* START Material provided *
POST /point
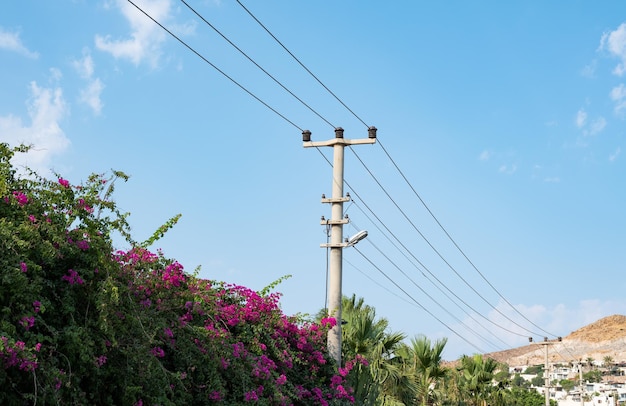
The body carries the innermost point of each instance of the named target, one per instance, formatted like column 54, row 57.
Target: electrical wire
column 439, row 286
column 369, row 240
column 454, row 242
column 321, row 117
column 300, row 63
column 402, row 175
column 255, row 64
column 419, row 304
column 214, row 66
column 433, row 247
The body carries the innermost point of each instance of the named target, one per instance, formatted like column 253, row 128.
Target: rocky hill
column 605, row 337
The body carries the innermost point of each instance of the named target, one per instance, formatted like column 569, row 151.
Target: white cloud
column 615, row 43
column 90, row 95
column 146, row 37
column 596, row 127
column 507, row 169
column 581, row 118
column 46, row 108
column 615, row 154
column 12, row 42
column 84, row 67
column 618, row 95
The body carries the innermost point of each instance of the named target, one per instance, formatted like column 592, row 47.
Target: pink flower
column 27, row 322
column 328, row 321
column 215, row 395
column 101, row 360
column 21, row 198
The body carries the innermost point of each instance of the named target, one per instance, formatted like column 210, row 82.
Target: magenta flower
column 329, row 321
column 21, row 198
column 281, row 380
column 157, row 352
column 215, row 395
column 27, row 322
column 73, row 277
column 101, row 360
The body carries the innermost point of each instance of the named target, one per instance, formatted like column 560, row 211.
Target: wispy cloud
column 507, row 169
column 613, row 157
column 581, row 118
column 618, row 95
column 91, row 93
column 589, row 128
column 589, row 71
column 146, row 38
column 11, row 41
column 615, row 43
column 46, row 109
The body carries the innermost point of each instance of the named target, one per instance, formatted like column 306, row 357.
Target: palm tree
column 427, row 366
column 367, row 336
column 476, row 375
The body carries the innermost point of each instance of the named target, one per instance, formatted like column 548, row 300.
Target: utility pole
column 336, row 228
column 580, row 372
column 546, row 370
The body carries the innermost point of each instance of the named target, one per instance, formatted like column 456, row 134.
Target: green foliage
column 518, row 381
column 567, row 384
column 534, row 370
column 593, row 376
column 84, row 323
column 538, row 380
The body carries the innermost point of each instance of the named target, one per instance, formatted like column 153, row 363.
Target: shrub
column 85, row 323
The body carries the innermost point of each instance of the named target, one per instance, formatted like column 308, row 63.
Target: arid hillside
column 605, row 337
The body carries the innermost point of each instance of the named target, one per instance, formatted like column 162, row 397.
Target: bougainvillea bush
column 84, row 323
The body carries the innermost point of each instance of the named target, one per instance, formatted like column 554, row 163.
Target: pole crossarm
column 338, row 141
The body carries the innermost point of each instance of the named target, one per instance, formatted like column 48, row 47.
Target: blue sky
column 507, row 119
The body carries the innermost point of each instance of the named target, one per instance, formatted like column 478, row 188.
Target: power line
column 300, row 63
column 454, row 242
column 433, row 247
column 418, row 303
column 430, row 296
column 437, row 286
column 214, row 66
column 403, row 176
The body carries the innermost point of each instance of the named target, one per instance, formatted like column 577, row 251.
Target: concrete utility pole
column 336, row 231
column 546, row 370
column 580, row 372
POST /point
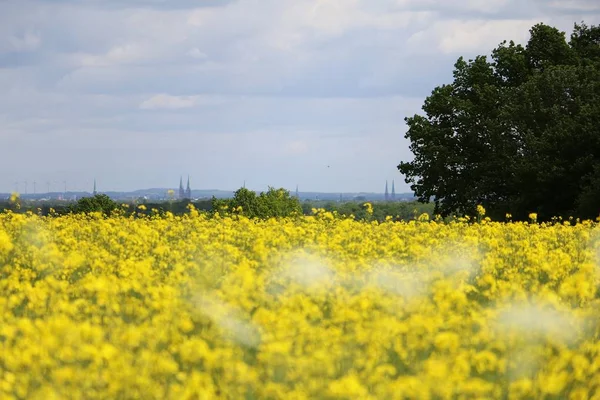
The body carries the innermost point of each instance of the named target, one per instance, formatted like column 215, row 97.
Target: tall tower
column 387, row 194
column 188, row 190
column 181, row 191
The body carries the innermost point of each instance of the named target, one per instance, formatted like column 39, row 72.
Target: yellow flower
column 533, row 217
column 480, row 210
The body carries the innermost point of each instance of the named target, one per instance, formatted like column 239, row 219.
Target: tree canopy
column 273, row 203
column 517, row 132
column 98, row 203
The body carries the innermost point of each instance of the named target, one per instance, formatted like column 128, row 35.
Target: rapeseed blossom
column 184, row 307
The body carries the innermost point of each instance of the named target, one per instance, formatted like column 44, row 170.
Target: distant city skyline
column 63, row 186
column 273, row 92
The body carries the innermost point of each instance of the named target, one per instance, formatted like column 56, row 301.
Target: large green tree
column 518, row 132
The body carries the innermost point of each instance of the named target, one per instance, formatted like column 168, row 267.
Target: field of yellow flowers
column 196, row 307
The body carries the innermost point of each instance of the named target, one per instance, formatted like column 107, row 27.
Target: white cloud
column 197, row 54
column 468, row 36
column 165, row 101
column 29, row 41
column 296, row 147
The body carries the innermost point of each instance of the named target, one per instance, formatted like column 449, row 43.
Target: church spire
column 188, row 190
column 387, row 194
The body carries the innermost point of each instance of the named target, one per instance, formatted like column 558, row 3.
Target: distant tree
column 98, row 203
column 518, row 133
column 273, row 203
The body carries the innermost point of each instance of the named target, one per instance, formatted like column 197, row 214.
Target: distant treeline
column 256, row 206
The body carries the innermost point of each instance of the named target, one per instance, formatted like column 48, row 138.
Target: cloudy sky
column 138, row 92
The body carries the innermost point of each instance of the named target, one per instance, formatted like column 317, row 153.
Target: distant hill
column 158, row 194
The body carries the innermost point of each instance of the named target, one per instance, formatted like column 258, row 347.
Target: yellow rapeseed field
column 315, row 307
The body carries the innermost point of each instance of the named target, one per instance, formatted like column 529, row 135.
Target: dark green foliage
column 398, row 210
column 98, row 203
column 273, row 203
column 517, row 133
* END Material provided *
Your task → Copy out the lines above word for word, beginning with the line that has "44, row 170." and stopping after the line that has "column 518, row 132".

Task solution →
The body carries the innermost point of each instance of the named target, one per instance, formatted like column 44, row 170.
Target: distant city skyline
column 63, row 186
column 273, row 92
The body carries the innermost point of each instance of the named target, one per instance, formatted like column 56, row 301.
Target: large green tree
column 518, row 132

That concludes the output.